►
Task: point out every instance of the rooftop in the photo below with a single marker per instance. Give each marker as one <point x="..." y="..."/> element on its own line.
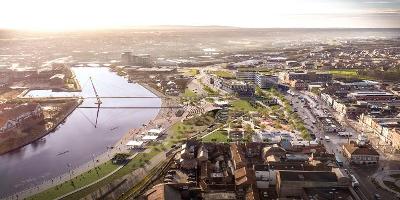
<point x="314" y="176"/>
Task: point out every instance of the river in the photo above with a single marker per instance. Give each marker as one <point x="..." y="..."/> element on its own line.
<point x="39" y="161"/>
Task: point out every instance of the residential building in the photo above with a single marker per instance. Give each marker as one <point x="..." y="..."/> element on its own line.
<point x="360" y="152"/>
<point x="290" y="184"/>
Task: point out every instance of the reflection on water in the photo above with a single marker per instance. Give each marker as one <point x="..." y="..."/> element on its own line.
<point x="39" y="161"/>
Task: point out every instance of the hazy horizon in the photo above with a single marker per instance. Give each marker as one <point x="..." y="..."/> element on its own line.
<point x="63" y="15"/>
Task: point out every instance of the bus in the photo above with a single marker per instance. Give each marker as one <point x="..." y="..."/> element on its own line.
<point x="354" y="181"/>
<point x="339" y="161"/>
<point x="345" y="134"/>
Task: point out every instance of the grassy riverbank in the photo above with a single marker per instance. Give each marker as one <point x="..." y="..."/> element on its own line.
<point x="36" y="129"/>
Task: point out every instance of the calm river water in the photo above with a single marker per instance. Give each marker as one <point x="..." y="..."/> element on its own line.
<point x="38" y="161"/>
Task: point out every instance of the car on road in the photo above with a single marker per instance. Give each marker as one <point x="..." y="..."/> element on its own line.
<point x="377" y="196"/>
<point x="354" y="181"/>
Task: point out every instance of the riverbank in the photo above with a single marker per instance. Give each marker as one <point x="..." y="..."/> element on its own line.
<point x="23" y="138"/>
<point x="98" y="160"/>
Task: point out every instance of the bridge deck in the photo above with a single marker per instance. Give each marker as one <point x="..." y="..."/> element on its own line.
<point x="128" y="107"/>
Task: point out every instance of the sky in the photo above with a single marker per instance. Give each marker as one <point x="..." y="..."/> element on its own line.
<point x="62" y="15"/>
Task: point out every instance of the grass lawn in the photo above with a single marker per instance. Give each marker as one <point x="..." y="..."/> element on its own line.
<point x="191" y="72"/>
<point x="79" y="181"/>
<point x="223" y="74"/>
<point x="242" y="105"/>
<point x="344" y="73"/>
<point x="209" y="90"/>
<point x="217" y="136"/>
<point x="189" y="93"/>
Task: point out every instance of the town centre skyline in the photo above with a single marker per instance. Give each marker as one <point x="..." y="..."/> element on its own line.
<point x="90" y="14"/>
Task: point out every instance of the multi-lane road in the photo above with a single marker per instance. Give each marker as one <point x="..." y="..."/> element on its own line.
<point x="367" y="189"/>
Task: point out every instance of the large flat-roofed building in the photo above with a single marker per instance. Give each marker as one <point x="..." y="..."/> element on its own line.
<point x="262" y="81"/>
<point x="292" y="183"/>
<point x="358" y="154"/>
<point x="371" y="95"/>
<point x="387" y="129"/>
<point x="287" y="77"/>
<point x="127" y="58"/>
<point x="248" y="76"/>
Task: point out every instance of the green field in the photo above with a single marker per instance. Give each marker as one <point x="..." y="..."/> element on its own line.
<point x="217" y="136"/>
<point x="209" y="90"/>
<point x="191" y="72"/>
<point x="77" y="182"/>
<point x="189" y="93"/>
<point x="344" y="73"/>
<point x="223" y="74"/>
<point x="242" y="105"/>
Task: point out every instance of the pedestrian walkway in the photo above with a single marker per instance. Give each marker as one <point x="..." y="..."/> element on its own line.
<point x="385" y="176"/>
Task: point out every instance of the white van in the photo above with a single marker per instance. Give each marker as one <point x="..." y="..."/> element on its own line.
<point x="354" y="181"/>
<point x="345" y="134"/>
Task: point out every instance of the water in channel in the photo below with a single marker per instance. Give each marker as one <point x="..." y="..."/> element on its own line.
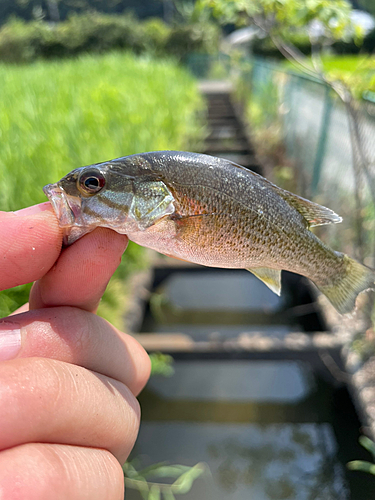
<point x="268" y="429"/>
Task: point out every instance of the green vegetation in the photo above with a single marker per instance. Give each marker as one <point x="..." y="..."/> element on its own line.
<point x="362" y="465"/>
<point x="182" y="475"/>
<point x="59" y="115"/>
<point x="22" y="41"/>
<point x="356" y="71"/>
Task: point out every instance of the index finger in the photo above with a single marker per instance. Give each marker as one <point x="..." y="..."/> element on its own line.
<point x="30" y="243"/>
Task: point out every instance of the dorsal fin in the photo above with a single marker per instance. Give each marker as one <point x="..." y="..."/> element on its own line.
<point x="314" y="214"/>
<point x="270" y="277"/>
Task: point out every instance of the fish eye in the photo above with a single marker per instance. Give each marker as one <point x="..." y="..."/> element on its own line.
<point x="91" y="182"/>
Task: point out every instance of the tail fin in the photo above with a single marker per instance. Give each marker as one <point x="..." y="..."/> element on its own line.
<point x="356" y="279"/>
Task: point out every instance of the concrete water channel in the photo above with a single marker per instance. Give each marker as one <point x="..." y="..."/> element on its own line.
<point x="253" y="395"/>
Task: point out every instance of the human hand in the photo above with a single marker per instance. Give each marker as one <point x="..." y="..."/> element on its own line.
<point x="68" y="379"/>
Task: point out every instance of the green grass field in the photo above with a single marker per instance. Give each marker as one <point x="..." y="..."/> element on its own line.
<point x="357" y="71"/>
<point x="56" y="116"/>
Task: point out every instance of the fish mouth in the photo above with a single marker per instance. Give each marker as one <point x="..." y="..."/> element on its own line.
<point x="68" y="212"/>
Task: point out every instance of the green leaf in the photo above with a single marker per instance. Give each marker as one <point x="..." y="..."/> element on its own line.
<point x="362" y="466"/>
<point x="368" y="444"/>
<point x="185" y="481"/>
<point x="154" y="493"/>
<point x="168" y="495"/>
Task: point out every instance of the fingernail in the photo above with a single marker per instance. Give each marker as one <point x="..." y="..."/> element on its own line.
<point x="35" y="209"/>
<point x="10" y="340"/>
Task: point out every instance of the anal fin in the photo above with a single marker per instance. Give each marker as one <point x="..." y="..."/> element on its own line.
<point x="270" y="277"/>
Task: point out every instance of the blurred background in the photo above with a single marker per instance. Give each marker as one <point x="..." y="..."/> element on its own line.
<point x="253" y="396"/>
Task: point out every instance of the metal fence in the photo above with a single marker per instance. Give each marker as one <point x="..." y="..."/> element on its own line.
<point x="331" y="149"/>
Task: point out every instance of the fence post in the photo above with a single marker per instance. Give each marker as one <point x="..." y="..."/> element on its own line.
<point x="322" y="141"/>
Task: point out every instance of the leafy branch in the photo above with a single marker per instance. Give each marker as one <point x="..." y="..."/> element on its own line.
<point x="184" y="478"/>
<point x="362" y="465"/>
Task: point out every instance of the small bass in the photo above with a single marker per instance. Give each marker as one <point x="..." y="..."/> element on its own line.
<point x="209" y="211"/>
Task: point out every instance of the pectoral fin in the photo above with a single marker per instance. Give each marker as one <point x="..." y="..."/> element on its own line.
<point x="270" y="277"/>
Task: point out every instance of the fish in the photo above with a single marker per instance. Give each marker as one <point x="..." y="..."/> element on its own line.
<point x="209" y="211"/>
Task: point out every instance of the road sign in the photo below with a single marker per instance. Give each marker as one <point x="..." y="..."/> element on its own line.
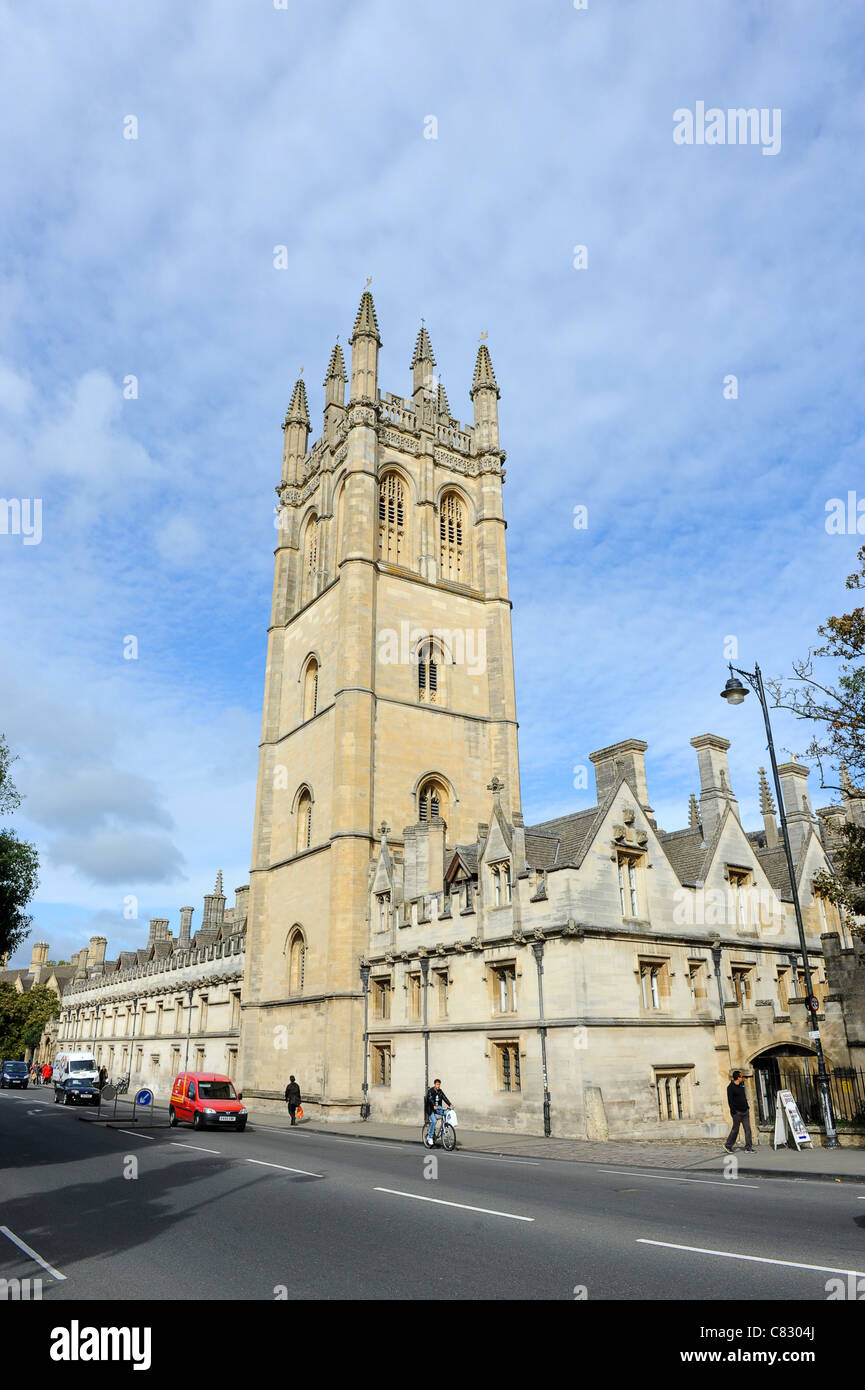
<point x="786" y="1114"/>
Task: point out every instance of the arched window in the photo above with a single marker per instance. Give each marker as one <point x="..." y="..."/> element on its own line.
<point x="296" y="961"/>
<point x="430" y="685"/>
<point x="310" y="560"/>
<point x="391" y="519"/>
<point x="431" y="801"/>
<point x="310" y="688"/>
<point x="305" y="820"/>
<point x="451" y="530"/>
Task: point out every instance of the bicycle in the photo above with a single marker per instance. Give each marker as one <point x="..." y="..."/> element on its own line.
<point x="442" y="1134"/>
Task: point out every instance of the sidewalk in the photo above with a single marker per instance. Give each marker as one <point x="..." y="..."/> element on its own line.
<point x="705" y="1155"/>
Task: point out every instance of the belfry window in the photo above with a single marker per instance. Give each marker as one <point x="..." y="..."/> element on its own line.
<point x="451" y="555"/>
<point x="430" y="801"/>
<point x="391" y="519"/>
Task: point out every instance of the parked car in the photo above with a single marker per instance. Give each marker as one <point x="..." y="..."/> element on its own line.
<point x="77" y="1091"/>
<point x="203" y="1098"/>
<point x="14" y="1073"/>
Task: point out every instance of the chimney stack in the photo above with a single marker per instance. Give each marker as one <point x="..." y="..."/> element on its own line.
<point x="715" y="791"/>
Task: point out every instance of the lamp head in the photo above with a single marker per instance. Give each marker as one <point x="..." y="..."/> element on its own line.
<point x="733" y="691"/>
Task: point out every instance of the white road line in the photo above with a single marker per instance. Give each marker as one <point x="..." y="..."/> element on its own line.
<point x="31" y="1253"/>
<point x="283" y="1168"/>
<point x="662" y="1178"/>
<point x="757" y="1260"/>
<point x="438" y="1201"/>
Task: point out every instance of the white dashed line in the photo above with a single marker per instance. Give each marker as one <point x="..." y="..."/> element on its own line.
<point x="31" y="1253"/>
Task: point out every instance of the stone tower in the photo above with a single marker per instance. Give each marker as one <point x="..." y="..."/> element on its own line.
<point x="388" y="694"/>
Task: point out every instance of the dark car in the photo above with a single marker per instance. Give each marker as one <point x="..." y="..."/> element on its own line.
<point x="77" y="1091"/>
<point x="14" y="1073"/>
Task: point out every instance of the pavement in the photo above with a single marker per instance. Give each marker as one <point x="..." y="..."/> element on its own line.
<point x="846" y="1165"/>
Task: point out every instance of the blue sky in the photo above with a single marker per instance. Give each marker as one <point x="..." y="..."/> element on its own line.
<point x="305" y="127"/>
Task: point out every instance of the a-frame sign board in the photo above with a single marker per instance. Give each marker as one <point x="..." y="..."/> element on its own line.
<point x="786" y="1114"/>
◄
EXERCISE DESCRIPTION
Each line from the one containing "Task: point out every instance of the pavement" through the end of the entries, both included, is to be returned exactly, with no other lines.

COMPLETE OUTPUT
Task: point out every instance of the pavement in the photo above with a single marker per instance. Give each marker as one <point x="..." y="..."/> element on its own line.
<point x="846" y="1165"/>
Task: point out every instance of the blue sky in the photo above with a single marker per instance. Give each marker as one <point x="..." y="..."/> element on its own line.
<point x="305" y="127"/>
Task: point out every instance of the a-frame sign board in the photo above with a single marker per instance. Give each marker as one <point x="..." y="..."/> element on its own line.
<point x="786" y="1114"/>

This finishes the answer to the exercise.